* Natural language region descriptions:
****************
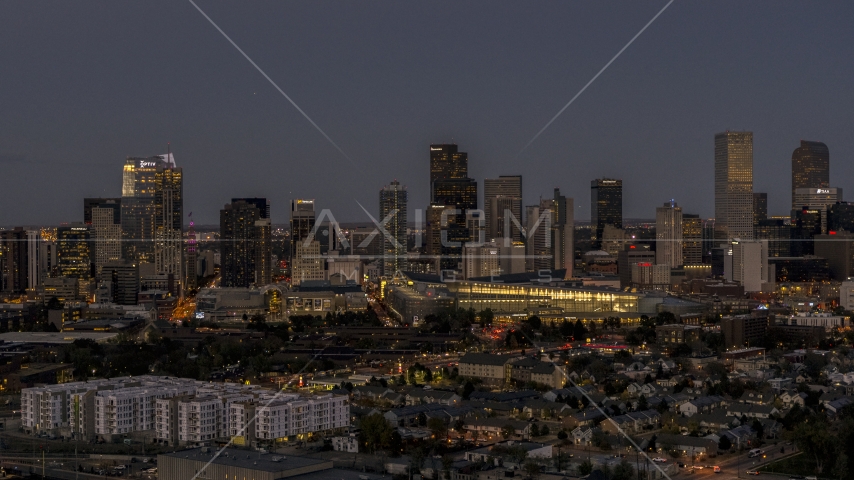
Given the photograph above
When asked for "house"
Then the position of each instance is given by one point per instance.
(418, 396)
(487, 367)
(545, 409)
(348, 444)
(835, 406)
(499, 450)
(750, 410)
(632, 422)
(780, 384)
(584, 418)
(493, 427)
(701, 405)
(741, 436)
(582, 435)
(689, 446)
(369, 393)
****************
* DESCRIPTION OF THE TASK: Leave out the pictures and output every record above precisely as given.

* REPLY:
Given the photograph above
When asked for "house"
Then the position of each instance is given by one point per instance.
(418, 396)
(487, 367)
(545, 409)
(348, 444)
(835, 406)
(499, 450)
(750, 410)
(632, 422)
(780, 384)
(584, 418)
(493, 427)
(701, 405)
(741, 436)
(582, 435)
(689, 446)
(369, 393)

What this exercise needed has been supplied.